◆ **What you need to do**
Recast the stretch from the line containing "water**, that would be a great help." through the end of the rows as a two-column CSV with the columns text and answer, one line per row. Put each value in a single quoted field and replace its line breaks with spaces.

◆ **Labeled shape rows**
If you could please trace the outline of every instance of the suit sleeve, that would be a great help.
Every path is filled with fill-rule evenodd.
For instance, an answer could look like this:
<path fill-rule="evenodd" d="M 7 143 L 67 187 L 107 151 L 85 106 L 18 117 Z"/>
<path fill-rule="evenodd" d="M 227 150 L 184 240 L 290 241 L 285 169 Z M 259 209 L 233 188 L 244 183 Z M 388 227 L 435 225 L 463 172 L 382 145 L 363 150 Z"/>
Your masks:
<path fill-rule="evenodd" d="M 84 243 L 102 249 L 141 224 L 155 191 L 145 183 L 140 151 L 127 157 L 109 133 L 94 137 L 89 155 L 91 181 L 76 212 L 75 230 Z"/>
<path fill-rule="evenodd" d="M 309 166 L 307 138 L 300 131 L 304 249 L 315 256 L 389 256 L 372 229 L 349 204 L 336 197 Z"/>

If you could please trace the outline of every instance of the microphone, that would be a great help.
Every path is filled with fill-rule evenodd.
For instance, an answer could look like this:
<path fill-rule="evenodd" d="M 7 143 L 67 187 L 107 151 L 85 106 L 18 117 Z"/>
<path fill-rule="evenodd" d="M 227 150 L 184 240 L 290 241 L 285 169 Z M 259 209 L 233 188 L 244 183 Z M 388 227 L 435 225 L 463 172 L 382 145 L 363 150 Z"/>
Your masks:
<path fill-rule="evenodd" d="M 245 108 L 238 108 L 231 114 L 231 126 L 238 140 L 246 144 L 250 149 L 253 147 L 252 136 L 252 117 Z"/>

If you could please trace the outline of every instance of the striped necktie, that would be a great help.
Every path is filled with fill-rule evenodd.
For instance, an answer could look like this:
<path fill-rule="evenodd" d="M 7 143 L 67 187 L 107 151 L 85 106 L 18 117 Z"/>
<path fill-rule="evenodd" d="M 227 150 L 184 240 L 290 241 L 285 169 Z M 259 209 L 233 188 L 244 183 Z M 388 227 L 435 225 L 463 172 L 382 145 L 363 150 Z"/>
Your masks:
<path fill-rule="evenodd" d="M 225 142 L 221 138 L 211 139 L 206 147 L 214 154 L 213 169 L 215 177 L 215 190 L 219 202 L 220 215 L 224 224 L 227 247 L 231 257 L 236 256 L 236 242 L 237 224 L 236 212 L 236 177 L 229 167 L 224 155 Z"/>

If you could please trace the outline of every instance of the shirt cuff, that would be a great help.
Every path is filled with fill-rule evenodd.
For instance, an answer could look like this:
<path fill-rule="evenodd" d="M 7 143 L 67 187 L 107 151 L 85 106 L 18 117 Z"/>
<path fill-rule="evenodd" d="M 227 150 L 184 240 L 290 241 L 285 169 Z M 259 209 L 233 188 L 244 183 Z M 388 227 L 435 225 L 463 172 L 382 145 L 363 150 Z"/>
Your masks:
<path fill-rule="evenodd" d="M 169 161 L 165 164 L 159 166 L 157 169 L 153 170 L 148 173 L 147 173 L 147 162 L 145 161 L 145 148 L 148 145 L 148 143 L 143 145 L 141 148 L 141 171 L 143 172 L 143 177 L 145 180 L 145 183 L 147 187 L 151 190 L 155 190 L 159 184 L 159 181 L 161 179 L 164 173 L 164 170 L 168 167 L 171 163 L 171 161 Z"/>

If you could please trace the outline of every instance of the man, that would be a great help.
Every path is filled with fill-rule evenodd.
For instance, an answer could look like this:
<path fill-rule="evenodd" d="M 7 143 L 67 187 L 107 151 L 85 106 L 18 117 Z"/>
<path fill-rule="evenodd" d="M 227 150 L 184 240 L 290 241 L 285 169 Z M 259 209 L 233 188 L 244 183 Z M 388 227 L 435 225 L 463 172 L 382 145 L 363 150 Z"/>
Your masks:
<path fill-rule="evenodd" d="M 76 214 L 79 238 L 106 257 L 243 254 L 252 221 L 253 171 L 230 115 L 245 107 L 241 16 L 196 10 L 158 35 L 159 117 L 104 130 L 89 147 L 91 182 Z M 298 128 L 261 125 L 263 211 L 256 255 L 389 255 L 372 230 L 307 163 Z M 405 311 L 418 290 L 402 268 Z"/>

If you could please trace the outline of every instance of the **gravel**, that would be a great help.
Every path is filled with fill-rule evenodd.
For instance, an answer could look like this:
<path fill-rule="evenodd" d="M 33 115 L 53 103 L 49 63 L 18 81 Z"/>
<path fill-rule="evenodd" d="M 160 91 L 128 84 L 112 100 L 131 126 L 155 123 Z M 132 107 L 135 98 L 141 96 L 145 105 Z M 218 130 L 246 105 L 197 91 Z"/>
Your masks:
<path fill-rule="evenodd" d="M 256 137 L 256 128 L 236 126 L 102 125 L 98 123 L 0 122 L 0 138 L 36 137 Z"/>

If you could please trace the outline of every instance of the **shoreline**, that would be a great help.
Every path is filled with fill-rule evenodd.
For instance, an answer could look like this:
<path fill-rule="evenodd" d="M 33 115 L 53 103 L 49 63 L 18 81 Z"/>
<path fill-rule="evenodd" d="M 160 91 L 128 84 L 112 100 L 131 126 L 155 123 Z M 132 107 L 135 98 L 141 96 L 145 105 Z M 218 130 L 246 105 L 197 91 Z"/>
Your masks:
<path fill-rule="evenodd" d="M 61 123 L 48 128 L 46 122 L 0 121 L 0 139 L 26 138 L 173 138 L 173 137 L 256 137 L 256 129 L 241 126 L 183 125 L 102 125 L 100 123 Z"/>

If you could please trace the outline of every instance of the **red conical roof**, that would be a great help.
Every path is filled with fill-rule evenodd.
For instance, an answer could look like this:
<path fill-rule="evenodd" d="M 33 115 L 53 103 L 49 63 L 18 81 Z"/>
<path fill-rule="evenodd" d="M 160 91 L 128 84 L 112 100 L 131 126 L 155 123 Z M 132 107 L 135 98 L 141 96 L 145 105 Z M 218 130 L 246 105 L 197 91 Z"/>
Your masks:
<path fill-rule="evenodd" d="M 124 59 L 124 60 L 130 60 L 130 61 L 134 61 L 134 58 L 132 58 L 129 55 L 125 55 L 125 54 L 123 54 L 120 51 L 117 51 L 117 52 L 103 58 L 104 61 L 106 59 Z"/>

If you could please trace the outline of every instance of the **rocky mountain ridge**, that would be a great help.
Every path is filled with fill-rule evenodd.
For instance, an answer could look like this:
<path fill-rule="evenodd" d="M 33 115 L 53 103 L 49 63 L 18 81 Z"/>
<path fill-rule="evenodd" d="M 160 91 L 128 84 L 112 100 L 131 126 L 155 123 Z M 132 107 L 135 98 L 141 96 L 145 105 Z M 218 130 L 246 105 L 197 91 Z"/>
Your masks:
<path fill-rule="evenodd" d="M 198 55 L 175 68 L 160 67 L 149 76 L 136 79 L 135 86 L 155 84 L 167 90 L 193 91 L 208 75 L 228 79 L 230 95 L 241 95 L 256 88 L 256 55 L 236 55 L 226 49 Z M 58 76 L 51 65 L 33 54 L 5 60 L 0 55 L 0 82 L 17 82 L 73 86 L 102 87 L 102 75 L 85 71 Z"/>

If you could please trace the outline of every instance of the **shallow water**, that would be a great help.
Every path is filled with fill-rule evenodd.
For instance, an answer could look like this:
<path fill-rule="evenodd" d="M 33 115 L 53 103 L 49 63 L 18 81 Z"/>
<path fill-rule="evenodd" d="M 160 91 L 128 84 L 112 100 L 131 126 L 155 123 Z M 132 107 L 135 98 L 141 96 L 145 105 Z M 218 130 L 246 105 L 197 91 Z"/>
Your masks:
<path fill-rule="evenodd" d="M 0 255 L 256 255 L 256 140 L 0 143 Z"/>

◆ **Result of the task**
text,answer
"If you could please trace the outline of every instance of the **shallow water**, that would be a great help. Every path is filled with fill-rule evenodd. For instance, an answer could look like this: <path fill-rule=""evenodd"" d=""M 33 115 L 53 103 L 49 63 L 18 81 Z""/> <path fill-rule=""evenodd"" d=""M 160 91 L 128 84 L 112 100 L 131 126 L 155 123 Z M 132 107 L 135 98 L 141 96 L 145 105 Z M 218 130 L 246 105 L 197 91 Z""/> Your masks:","<path fill-rule=""evenodd"" d=""M 0 255 L 256 255 L 256 140 L 0 143 Z""/>"